Source records →
■ ■ ■

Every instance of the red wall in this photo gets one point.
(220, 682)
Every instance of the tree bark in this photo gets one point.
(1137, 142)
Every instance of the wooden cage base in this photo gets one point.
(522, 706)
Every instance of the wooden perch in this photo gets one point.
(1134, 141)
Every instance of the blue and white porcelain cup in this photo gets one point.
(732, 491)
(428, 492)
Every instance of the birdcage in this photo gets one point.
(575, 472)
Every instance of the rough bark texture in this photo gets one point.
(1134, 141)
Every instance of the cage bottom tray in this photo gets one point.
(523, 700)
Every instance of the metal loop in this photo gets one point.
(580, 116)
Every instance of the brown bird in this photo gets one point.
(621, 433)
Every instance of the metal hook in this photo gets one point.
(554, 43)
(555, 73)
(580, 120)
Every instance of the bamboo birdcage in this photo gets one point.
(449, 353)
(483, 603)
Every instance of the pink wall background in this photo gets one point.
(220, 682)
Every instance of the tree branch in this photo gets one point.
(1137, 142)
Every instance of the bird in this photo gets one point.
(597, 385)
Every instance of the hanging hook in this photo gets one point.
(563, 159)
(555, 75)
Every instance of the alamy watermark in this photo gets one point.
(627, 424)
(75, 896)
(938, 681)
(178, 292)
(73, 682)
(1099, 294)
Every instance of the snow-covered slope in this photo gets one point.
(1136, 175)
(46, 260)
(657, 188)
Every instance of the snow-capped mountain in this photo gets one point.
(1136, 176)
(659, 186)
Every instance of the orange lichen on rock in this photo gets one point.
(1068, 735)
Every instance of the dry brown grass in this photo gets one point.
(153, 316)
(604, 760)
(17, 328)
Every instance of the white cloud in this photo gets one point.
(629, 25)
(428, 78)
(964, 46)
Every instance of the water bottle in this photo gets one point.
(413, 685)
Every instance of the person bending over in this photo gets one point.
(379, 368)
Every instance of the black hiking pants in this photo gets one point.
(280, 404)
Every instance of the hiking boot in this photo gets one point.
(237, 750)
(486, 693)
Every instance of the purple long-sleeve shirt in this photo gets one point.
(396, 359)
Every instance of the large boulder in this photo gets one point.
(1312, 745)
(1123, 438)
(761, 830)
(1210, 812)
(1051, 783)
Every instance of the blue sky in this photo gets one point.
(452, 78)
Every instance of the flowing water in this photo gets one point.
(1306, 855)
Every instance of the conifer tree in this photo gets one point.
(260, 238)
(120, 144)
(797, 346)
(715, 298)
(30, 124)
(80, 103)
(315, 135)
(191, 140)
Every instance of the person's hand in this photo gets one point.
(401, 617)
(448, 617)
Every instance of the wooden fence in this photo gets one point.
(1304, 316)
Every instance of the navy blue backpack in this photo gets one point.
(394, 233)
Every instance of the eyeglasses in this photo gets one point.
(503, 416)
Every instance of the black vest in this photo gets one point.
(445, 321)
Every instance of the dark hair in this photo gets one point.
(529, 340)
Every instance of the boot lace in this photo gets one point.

■ ■ ■

Exercise aim → Produce a verbatim transcription of the entries above.

Response to this task →
Every instance of the red wall in this photo gets one point.
(220, 682)
Every instance of the tree bark in this photo gets one point.
(1137, 142)
Every instance of the wooden cage base in this photo gets one point.
(522, 706)
Every instance of the wooden perch in this photo gets one point.
(1134, 141)
Every instance of the blue and white porcelain cup in this photo gets one point.
(732, 491)
(428, 492)
Every instance of the birdcage in this photo gets one point.
(575, 472)
Every instance of the rough bark texture in this photo gets one point.
(1134, 141)
Every instance of the cage bottom tray in this photo gets one point.
(523, 700)
Every instance of the metal loop in this photo gets one point.
(580, 116)
Every instance of the brown bird in this photo gets one point.
(621, 433)
Every instance of the metal hook in this photo gets one point.
(554, 43)
(555, 73)
(580, 120)
Every instance of the bamboo birdcage in this photo gets one point.
(449, 353)
(483, 603)
Every instance of the pink wall background in this photo gets one point.
(220, 682)
Every instance of the tree branch in this photo gets one point.
(1137, 142)
Every instance of the bird in this photo gets one point.
(597, 385)
Every instance of the hanging hook in this photo gets one point.
(563, 159)
(555, 75)
Every instance of the alamy watermark in this photo gets one point.
(627, 424)
(75, 896)
(938, 681)
(178, 292)
(73, 682)
(1099, 294)
Every instance of the snow-covered slope in this photo gets one point.
(1136, 175)
(46, 260)
(657, 188)
Every instance of the snow-capped mountain in this photo gets one point.
(1136, 176)
(659, 186)
Every instance of the orange lichen on rock in this photo gets one point.
(1068, 735)
Every instance of the dry brown grass in this photo gets one point.
(153, 316)
(604, 760)
(17, 328)
Every instance of the white cloud in this photo gets one point.
(629, 25)
(428, 78)
(964, 46)
Every instance of the water bottle in this photo gets one point.
(413, 685)
Every instance of the person bending over in this photo gets one point.
(379, 368)
Every instance of the black hiking pants in this photo gets one point.
(280, 404)
Every instance of the hiking boot in this photo gets one point.
(237, 750)
(486, 693)
Every instance of the purple long-sleeve shirt in this photo gets one point.
(396, 359)
Every instance of the large boulder in this photo gets one point.
(1312, 745)
(1123, 438)
(761, 830)
(1210, 812)
(1051, 783)
Every instance of the blue sky in this photo gets one point.
(452, 78)
Every instance of the flowing water in this photo gets one point.
(1306, 855)
Every instance of the conifer tree in this photo gets one point.
(260, 238)
(120, 144)
(797, 346)
(715, 298)
(30, 124)
(80, 103)
(315, 135)
(191, 140)
Every instance of the person's hand in this photo gets one point.
(401, 617)
(448, 617)
Every instance of the wooden fence in this photo gets one point.
(1304, 316)
Every instance of the navy blue backpack in this photo gets one point.
(394, 233)
Every instance of the eyeglasses in this photo gets one point.
(503, 416)
Every instance of the black vest in this photo gets one point.
(445, 321)
Every instance of the dark hair in this photo gets one point.
(529, 340)
Every instance of the boot lace in this photo gets one point.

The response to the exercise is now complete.